Requirement
Reproduce without change the stretch of data from the line containing "the form [123,285]." through the end of the data, both included.

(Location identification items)
================
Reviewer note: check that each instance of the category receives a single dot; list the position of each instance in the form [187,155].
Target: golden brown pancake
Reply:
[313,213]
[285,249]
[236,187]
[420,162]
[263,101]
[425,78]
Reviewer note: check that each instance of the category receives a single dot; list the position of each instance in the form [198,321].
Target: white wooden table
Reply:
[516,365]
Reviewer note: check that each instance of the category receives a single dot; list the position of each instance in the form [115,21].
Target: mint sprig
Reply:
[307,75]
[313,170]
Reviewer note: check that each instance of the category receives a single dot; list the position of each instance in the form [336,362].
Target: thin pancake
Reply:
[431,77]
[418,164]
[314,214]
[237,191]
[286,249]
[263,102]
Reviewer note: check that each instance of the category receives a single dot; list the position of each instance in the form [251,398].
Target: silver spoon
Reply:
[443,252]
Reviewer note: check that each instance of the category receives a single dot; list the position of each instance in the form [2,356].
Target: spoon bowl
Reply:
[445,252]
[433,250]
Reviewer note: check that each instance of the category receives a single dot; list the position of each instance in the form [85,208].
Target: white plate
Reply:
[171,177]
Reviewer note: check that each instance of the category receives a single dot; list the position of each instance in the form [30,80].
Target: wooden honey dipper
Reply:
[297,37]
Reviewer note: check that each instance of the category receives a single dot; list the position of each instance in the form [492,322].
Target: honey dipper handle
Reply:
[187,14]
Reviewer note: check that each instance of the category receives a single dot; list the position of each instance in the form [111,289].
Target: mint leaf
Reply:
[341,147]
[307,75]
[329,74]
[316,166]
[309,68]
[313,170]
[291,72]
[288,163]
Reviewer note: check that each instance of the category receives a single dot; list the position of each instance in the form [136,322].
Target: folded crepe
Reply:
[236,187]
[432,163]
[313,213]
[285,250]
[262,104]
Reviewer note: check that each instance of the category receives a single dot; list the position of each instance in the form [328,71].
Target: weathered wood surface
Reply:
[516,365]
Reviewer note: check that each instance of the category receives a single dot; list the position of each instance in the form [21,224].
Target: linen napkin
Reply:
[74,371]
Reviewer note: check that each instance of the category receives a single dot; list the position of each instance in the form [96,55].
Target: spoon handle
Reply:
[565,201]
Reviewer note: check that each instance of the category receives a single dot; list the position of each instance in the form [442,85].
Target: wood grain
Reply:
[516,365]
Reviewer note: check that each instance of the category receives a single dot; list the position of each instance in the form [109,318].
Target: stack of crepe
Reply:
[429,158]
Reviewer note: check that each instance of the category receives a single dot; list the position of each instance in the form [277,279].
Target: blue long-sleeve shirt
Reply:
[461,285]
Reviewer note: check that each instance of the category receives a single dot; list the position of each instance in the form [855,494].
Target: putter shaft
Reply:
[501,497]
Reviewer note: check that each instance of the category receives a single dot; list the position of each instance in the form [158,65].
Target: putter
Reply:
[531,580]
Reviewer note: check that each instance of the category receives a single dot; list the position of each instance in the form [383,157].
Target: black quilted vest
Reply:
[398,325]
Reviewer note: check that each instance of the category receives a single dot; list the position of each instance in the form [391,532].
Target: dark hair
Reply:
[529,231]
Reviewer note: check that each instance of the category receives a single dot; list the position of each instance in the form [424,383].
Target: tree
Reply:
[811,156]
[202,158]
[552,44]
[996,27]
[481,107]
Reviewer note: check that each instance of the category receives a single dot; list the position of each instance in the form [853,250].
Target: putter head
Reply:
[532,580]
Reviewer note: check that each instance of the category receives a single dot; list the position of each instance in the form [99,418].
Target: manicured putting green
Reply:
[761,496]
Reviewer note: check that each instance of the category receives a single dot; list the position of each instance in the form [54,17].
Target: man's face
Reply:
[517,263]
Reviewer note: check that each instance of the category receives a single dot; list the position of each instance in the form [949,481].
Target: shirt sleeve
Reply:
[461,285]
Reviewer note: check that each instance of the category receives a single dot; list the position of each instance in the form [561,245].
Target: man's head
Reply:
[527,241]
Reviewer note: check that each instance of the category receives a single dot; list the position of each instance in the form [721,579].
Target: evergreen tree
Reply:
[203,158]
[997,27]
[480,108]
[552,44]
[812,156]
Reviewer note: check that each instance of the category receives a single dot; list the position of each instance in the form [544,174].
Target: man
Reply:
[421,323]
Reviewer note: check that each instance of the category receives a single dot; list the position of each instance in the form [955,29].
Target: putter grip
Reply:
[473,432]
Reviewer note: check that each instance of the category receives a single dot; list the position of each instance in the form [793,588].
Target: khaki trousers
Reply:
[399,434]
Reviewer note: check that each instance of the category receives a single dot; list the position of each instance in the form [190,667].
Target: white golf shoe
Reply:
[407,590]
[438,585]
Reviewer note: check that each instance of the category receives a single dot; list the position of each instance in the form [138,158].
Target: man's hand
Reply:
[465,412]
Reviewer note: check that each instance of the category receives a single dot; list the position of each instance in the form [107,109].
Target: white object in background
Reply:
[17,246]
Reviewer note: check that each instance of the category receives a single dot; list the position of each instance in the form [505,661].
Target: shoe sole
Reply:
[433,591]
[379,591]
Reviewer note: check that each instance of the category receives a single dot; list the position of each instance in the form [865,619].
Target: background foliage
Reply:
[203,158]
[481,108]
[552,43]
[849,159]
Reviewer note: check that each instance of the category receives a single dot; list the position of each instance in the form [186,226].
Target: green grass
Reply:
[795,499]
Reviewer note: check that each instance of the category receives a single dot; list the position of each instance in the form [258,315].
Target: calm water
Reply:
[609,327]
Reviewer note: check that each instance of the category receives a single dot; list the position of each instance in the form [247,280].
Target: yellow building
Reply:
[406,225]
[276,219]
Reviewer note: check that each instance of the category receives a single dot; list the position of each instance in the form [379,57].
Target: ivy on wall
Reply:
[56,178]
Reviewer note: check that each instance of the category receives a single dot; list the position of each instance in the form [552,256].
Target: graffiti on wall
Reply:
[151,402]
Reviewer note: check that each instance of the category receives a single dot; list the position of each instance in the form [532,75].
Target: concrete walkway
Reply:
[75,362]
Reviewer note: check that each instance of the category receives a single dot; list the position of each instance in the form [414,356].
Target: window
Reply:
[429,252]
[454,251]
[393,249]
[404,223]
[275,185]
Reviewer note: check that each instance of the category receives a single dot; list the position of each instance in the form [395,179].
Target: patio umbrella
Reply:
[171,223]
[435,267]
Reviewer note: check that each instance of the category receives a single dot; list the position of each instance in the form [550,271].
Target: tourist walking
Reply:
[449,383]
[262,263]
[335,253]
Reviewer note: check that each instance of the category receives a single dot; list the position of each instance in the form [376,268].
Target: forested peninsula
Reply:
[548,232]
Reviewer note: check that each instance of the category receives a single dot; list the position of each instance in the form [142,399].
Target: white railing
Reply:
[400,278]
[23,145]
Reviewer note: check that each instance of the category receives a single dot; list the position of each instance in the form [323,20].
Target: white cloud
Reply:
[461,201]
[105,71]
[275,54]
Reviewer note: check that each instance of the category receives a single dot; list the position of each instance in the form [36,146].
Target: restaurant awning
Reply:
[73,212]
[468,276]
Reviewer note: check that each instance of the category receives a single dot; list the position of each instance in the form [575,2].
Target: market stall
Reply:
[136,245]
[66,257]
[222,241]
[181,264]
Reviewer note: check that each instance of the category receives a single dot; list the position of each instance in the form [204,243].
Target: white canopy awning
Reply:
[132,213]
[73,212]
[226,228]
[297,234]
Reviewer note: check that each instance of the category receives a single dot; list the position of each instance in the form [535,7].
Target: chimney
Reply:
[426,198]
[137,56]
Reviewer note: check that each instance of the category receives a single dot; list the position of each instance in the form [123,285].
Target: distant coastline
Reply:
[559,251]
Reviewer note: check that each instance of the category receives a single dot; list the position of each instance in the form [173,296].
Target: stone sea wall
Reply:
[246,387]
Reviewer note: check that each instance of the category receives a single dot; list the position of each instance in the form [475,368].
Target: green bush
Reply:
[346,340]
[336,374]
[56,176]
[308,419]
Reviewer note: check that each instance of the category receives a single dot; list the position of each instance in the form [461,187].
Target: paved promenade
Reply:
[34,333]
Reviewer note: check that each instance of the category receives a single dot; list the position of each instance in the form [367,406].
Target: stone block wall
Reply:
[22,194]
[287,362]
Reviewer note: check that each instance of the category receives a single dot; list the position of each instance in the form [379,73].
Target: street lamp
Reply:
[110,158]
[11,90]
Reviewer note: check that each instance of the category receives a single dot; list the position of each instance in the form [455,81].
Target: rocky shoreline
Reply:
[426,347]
================
Response to the task
Reviewer note: check that each instance of the category receives a single dot; list the position of each instance in the form [123,285].
Target: distant coastline
Reply:
[559,251]
Reviewer note: check that each instance of the category receives a single dot; list the position of each instance in the form [173,296].
Target: stone sea wall
Reply:
[246,387]
Reviewer note: check that each instance of the category receives a single dot; list the position of each instance in the form [475,368].
Target: green bush
Reply:
[346,340]
[336,374]
[56,176]
[308,419]
Reviewer note: check that each instance of the category receives a single dot; list the position of each instance in the form [461,187].
Target: paved promenade
Reply:
[34,333]
Reviewer note: check that each instance of the category receives a single dot; list the position of each instance in the form [367,406].
Target: stone block wall
Reply:
[22,194]
[287,362]
Reviewer note: check that each instance of the category receives a single dot; list the position of each instance in the form [379,73].
Target: street lamp
Reply:
[110,158]
[11,90]
Reviewer note: check that each instance of the category receives a single dot; list the position of each instance in the form [455,81].
Target: rocky shoreline
Reply:
[426,347]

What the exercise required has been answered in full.